■ WRITTEN TASK
Copy the line containing "of the exposed", then all lines after it up to and including the final line of the material, exactly and without additions.

━━ RECORDS FOR THIS TASK ━━

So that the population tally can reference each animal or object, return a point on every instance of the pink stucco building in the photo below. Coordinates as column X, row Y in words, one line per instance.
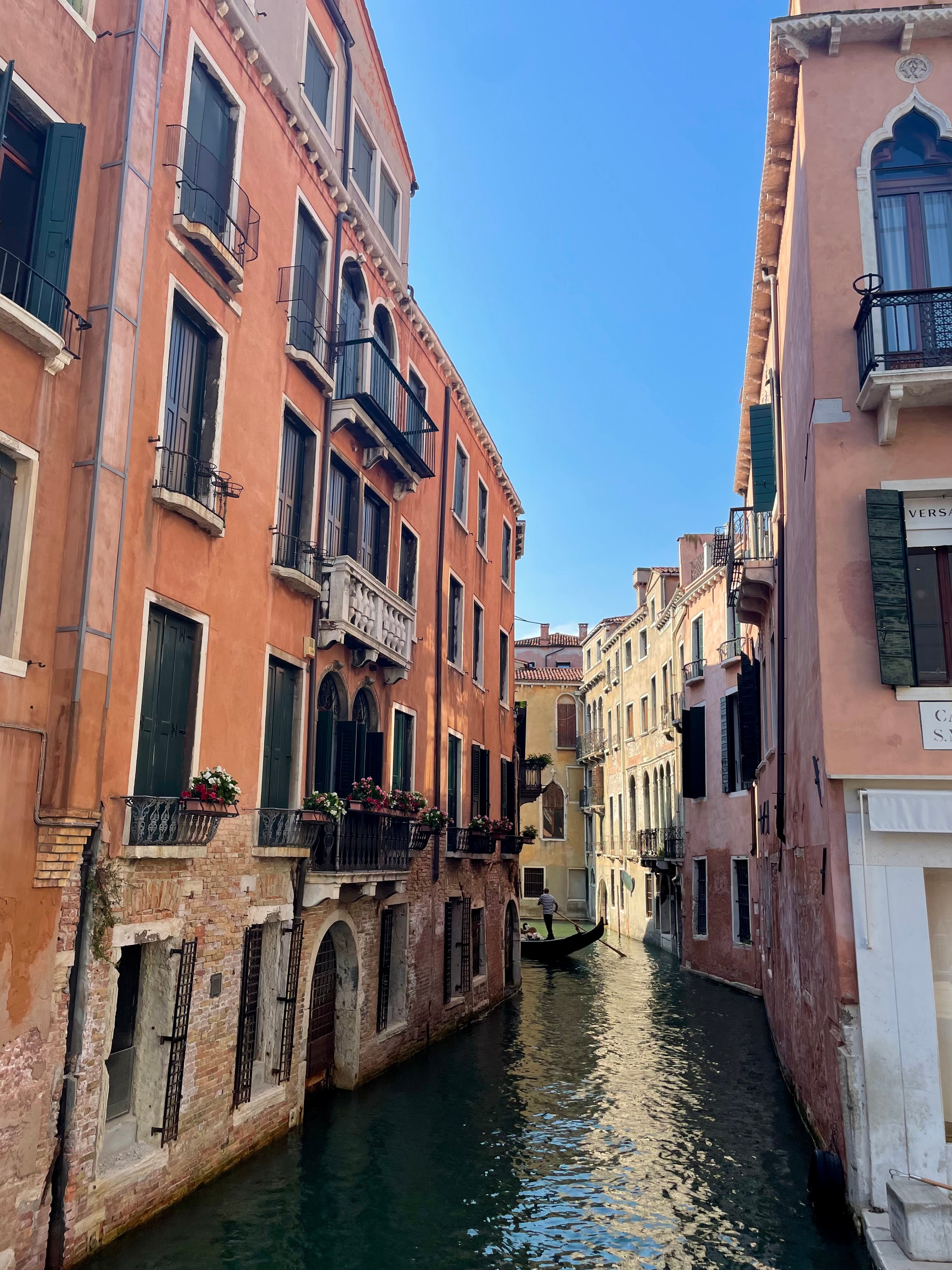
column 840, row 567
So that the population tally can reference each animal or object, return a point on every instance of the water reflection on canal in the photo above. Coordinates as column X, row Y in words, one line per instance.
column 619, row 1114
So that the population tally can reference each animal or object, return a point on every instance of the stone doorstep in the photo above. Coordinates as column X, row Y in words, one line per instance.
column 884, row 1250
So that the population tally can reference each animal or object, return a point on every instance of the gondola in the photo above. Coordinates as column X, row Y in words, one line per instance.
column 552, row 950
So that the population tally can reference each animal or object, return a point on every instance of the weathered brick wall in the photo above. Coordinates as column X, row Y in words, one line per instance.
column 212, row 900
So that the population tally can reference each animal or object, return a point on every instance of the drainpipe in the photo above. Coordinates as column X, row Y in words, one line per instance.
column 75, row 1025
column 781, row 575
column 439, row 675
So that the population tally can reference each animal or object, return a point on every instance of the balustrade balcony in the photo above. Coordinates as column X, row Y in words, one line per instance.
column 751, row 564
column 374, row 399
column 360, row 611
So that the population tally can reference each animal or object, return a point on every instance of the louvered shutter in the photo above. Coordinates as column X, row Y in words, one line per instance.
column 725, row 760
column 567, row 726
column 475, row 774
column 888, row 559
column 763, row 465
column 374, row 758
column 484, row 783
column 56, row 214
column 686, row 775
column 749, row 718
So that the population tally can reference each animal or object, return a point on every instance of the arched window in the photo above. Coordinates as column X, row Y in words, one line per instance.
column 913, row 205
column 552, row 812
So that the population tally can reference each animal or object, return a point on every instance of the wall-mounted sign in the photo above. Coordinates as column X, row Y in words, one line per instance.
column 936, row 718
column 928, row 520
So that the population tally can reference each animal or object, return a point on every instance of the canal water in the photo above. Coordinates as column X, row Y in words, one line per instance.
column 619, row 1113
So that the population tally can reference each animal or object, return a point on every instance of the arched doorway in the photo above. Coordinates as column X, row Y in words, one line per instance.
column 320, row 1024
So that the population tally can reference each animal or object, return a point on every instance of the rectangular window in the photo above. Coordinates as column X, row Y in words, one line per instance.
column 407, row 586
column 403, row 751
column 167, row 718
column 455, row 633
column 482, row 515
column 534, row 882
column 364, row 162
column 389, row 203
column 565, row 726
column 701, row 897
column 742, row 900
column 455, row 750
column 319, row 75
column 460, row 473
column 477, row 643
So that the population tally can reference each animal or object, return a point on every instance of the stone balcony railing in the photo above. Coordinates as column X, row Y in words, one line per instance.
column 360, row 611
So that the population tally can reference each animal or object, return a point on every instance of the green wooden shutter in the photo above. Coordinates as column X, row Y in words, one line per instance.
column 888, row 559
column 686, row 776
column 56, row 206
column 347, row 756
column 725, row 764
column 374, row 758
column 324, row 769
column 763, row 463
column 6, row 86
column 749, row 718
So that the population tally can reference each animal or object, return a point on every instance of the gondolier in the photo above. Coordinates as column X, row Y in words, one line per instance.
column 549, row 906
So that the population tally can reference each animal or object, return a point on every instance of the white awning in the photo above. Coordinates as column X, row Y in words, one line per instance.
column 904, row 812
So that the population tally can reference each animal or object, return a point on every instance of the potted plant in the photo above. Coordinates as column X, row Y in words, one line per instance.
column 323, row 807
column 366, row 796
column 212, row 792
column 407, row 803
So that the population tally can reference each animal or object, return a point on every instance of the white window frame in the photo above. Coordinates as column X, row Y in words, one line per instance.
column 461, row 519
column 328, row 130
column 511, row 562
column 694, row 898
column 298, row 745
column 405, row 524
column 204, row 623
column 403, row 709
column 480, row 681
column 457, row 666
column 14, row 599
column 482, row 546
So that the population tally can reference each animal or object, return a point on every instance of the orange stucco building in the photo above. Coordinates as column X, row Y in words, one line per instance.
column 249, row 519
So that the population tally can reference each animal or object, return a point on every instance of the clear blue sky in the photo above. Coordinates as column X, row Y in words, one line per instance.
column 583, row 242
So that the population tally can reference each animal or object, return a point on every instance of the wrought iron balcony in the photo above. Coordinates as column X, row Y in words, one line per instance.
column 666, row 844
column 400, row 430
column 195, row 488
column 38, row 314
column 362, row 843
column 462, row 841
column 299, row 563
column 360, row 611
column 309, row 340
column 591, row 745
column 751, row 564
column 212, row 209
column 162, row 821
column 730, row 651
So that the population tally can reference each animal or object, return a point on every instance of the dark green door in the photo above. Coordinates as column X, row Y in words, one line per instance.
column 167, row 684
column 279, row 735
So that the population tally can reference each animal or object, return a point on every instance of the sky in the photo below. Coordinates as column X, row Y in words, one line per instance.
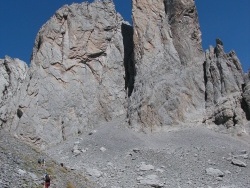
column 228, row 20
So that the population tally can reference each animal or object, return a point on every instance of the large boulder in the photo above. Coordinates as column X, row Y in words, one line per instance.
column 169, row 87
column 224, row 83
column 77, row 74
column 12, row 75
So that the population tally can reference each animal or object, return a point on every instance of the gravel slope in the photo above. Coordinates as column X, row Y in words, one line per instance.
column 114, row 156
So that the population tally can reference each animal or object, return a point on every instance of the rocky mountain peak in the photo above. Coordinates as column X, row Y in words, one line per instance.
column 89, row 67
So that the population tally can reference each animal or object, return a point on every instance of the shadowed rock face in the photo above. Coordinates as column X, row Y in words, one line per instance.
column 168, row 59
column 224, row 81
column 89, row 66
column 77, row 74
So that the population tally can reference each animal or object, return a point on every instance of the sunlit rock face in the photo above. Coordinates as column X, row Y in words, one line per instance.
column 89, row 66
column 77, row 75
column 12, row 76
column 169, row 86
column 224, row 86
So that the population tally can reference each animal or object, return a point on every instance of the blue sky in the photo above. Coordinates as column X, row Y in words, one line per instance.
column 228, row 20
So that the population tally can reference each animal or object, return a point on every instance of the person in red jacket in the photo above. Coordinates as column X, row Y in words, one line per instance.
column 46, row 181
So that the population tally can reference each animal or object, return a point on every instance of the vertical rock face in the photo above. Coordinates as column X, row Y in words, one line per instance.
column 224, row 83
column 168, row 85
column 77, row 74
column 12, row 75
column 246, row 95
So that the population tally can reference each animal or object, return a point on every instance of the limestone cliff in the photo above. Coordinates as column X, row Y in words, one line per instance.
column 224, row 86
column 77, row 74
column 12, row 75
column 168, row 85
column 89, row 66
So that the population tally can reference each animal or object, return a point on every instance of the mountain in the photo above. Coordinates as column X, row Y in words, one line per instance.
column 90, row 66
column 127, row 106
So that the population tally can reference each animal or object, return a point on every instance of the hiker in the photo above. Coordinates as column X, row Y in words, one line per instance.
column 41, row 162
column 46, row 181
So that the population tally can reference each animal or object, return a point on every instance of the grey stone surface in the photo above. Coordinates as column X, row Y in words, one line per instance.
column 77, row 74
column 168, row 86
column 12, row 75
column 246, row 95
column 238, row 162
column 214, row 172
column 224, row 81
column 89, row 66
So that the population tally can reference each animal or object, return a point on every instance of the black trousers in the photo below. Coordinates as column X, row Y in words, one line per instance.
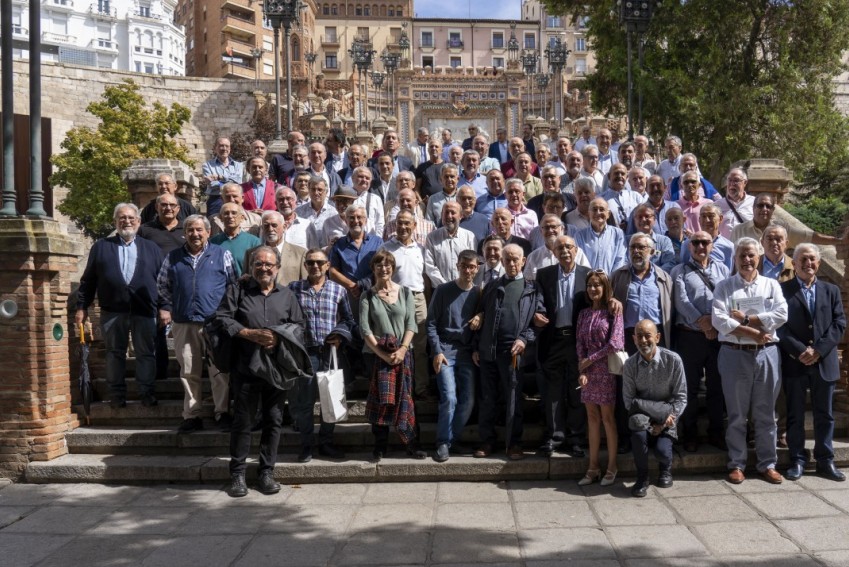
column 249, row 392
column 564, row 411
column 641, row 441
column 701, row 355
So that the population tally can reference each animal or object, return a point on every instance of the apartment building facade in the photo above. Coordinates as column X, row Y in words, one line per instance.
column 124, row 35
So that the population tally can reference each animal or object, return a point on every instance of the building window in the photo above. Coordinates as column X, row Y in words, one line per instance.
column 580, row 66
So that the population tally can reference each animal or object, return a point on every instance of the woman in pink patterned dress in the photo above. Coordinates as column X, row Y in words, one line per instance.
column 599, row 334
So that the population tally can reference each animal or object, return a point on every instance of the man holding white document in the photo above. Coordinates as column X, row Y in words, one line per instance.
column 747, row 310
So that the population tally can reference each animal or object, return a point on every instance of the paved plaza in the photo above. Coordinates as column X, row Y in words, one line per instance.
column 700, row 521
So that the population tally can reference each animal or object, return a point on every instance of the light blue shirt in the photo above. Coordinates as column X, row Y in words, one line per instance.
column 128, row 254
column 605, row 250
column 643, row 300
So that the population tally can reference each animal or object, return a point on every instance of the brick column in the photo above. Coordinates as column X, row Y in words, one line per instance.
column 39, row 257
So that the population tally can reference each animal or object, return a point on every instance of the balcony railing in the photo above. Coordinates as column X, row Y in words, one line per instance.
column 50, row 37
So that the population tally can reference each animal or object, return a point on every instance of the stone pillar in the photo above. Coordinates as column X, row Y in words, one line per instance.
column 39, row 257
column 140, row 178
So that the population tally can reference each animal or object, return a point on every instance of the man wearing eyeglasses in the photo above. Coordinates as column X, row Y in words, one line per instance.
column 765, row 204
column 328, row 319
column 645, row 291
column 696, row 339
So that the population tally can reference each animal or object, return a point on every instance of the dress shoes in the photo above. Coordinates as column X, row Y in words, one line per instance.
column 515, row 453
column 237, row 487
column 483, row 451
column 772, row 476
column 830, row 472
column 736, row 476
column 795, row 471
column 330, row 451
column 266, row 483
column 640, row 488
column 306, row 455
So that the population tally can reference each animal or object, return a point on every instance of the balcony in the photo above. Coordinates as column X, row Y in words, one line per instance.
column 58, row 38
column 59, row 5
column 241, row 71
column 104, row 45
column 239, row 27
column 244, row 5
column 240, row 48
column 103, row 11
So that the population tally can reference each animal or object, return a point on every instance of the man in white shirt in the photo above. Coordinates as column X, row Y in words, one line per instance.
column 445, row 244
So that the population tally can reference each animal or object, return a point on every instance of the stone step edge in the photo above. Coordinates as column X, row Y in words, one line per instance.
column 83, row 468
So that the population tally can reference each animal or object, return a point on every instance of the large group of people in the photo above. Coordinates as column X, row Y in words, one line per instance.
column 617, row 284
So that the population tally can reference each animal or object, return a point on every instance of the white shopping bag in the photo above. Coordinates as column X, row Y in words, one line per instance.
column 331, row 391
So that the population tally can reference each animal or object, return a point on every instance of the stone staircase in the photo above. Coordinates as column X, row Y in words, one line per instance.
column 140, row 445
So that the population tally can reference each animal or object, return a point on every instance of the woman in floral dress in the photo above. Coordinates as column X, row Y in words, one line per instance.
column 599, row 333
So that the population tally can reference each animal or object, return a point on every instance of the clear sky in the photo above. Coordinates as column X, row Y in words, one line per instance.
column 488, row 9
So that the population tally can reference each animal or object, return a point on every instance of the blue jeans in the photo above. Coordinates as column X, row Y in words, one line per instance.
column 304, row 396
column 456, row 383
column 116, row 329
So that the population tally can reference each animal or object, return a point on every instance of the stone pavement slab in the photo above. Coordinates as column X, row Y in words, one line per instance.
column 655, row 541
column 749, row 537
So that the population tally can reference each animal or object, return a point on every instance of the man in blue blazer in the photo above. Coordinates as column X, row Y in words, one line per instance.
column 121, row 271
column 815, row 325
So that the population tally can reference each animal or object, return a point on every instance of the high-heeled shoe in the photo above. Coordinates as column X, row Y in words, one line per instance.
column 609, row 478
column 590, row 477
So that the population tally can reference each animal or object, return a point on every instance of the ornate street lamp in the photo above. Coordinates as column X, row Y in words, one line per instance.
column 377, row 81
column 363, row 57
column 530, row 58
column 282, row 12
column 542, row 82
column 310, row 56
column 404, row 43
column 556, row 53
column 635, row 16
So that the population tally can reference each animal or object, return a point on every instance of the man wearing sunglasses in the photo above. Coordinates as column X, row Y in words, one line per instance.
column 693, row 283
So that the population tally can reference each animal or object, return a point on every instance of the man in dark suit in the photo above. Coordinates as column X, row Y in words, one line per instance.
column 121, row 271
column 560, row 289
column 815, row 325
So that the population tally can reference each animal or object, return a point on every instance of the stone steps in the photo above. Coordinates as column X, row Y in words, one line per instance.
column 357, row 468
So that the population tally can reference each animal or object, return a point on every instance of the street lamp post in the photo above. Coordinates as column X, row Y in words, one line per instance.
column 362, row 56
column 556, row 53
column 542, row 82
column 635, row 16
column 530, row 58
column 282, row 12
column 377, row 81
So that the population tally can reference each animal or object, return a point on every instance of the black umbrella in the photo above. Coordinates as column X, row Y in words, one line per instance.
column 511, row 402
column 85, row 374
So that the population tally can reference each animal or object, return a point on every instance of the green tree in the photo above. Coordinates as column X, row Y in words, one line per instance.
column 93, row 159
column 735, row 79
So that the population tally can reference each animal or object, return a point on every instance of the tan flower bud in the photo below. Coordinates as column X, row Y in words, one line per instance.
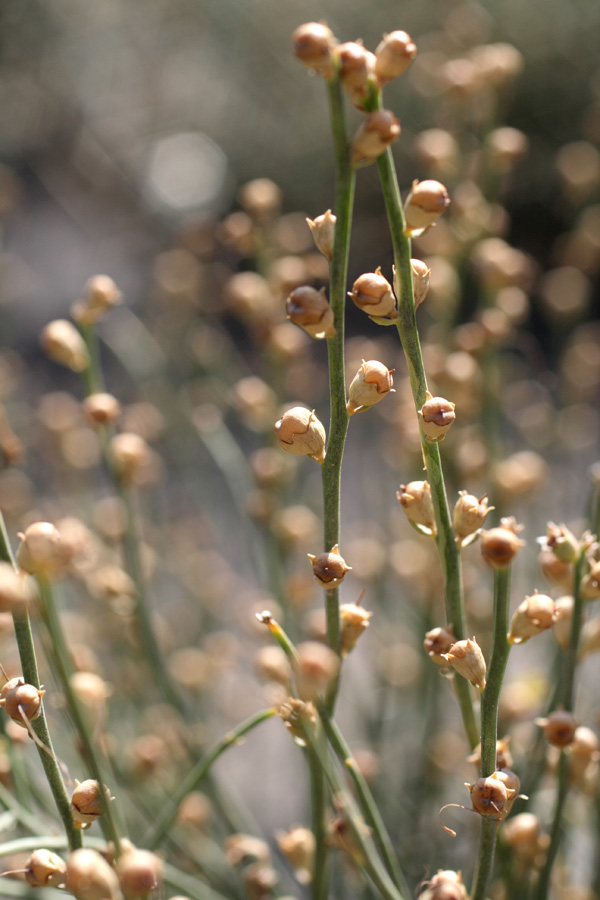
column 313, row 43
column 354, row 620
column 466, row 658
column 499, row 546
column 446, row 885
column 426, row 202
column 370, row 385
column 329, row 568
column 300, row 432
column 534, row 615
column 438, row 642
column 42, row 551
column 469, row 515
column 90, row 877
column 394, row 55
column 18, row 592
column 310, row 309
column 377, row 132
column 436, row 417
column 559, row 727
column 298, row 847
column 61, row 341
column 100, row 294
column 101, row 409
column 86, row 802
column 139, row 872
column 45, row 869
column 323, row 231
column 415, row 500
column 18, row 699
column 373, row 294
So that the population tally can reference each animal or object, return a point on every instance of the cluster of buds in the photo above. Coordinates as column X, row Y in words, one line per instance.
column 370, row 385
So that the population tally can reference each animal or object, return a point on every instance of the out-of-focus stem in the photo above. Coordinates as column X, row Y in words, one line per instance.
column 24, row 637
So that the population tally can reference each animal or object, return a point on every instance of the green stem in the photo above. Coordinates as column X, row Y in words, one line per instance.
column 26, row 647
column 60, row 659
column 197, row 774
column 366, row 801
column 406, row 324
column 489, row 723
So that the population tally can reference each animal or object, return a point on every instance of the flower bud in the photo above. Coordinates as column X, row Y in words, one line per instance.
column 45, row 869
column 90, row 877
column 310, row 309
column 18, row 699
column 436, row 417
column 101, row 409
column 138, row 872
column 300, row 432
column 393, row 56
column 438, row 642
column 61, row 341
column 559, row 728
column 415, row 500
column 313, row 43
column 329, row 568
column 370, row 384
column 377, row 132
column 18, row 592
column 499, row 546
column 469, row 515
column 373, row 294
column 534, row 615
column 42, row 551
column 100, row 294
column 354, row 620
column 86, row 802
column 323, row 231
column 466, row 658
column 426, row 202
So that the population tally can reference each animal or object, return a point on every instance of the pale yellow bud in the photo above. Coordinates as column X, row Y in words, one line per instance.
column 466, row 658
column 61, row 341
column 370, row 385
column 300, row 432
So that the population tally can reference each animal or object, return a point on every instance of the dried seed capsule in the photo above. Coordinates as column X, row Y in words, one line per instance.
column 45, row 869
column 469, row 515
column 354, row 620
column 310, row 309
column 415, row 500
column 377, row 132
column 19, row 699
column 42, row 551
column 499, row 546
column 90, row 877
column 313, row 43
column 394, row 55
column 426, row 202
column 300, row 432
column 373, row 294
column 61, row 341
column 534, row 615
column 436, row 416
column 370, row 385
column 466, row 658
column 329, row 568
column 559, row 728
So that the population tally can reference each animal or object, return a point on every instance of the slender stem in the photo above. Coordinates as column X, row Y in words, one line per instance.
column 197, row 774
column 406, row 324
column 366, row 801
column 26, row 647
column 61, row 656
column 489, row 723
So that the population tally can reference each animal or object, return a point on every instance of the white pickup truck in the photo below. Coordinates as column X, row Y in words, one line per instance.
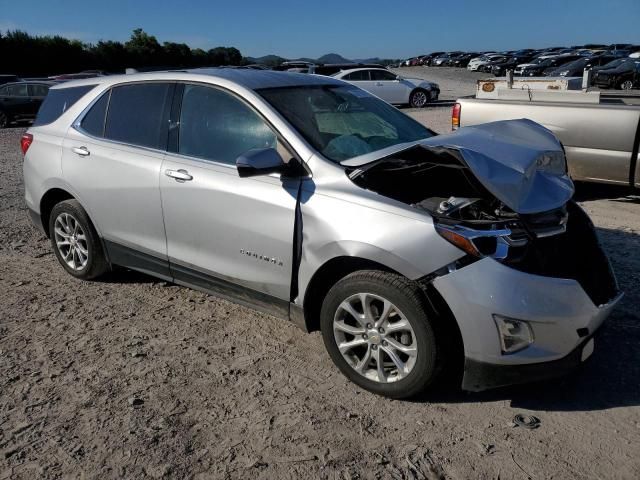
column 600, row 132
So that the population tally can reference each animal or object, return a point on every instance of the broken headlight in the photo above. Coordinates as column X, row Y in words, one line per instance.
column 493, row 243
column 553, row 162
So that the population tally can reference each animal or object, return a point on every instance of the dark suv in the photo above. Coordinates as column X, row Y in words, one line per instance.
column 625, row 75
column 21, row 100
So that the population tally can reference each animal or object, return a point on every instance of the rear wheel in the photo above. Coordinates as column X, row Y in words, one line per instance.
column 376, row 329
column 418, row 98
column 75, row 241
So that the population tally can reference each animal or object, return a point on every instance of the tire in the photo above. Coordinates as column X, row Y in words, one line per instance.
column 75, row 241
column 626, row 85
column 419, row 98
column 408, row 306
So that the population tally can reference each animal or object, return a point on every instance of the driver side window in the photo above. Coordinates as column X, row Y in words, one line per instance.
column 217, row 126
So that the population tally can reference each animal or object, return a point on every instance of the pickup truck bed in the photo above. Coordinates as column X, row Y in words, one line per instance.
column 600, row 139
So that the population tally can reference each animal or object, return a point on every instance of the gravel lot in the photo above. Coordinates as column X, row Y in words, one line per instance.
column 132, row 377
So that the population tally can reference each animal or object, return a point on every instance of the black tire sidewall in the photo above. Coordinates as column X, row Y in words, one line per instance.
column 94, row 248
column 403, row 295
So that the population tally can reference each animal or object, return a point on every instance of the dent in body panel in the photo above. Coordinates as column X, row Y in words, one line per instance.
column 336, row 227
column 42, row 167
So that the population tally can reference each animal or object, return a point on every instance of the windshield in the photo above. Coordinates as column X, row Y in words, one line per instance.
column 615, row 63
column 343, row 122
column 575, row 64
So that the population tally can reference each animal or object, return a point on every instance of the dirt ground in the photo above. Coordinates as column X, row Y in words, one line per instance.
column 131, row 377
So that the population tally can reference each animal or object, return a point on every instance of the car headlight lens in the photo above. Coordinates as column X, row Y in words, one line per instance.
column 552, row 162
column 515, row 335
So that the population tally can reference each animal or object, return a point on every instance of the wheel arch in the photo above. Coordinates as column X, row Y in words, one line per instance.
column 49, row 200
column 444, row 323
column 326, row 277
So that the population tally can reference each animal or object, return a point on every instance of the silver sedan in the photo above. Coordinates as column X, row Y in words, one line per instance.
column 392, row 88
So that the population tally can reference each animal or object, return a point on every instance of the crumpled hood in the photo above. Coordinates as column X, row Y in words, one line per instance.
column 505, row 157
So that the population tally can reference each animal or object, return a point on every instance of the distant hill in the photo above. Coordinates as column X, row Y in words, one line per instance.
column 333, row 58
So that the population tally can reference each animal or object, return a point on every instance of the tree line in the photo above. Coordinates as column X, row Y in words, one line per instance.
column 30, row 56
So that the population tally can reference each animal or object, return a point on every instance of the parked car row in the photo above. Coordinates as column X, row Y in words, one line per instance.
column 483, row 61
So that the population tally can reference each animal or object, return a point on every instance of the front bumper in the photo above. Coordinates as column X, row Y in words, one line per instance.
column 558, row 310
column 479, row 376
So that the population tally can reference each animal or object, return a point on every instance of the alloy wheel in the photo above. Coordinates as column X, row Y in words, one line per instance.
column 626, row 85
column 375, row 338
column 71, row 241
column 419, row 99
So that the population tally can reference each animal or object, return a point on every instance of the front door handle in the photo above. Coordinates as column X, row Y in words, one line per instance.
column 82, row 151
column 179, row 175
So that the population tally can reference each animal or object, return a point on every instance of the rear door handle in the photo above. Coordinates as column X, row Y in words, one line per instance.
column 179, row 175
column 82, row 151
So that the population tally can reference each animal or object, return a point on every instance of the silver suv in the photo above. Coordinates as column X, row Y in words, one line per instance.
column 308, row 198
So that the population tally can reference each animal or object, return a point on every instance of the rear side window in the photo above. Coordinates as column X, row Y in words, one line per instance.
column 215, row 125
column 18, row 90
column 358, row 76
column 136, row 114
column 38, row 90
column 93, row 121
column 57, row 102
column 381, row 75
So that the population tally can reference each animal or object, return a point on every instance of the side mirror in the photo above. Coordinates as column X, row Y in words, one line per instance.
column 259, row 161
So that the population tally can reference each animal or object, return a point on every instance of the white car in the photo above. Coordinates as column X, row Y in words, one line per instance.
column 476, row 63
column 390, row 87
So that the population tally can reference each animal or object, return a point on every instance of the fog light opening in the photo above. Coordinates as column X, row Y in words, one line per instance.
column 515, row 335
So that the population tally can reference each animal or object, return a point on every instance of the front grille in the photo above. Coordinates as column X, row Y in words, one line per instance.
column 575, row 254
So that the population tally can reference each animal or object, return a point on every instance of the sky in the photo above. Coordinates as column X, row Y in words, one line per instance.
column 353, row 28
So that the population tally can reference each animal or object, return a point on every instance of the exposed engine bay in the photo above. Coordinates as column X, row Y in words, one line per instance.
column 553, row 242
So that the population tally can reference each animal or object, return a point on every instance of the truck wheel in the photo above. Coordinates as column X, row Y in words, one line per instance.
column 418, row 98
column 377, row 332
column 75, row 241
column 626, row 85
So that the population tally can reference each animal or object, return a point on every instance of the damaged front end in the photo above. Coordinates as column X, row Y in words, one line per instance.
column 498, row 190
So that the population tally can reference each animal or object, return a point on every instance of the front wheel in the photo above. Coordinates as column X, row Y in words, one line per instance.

━━━

■ SOLUTION TO THIS TASK
So that the population tally can reference each animal or object, return a point on every instance of the exposed engine bay in the photo above. Coordinates as column X, row Y in words, one line per instance.
column 553, row 242
So that the population tally can reference each animal or object, return a point on every instance of the truck wheel in the photo above. Coordinates as column X, row Y in words, one line per instance.
column 418, row 98
column 377, row 332
column 75, row 241
column 626, row 85
So that the population tally can reference each animal or object, return a point on every instance of the damaged front end in the photo above. Coordinates as column X, row Y in words, one line per instance.
column 498, row 190
So that the population tally can reference each animal or object, return a point on every instance of the front wheel in the photo above. Coordinates as column X, row Y in words, one line per instance.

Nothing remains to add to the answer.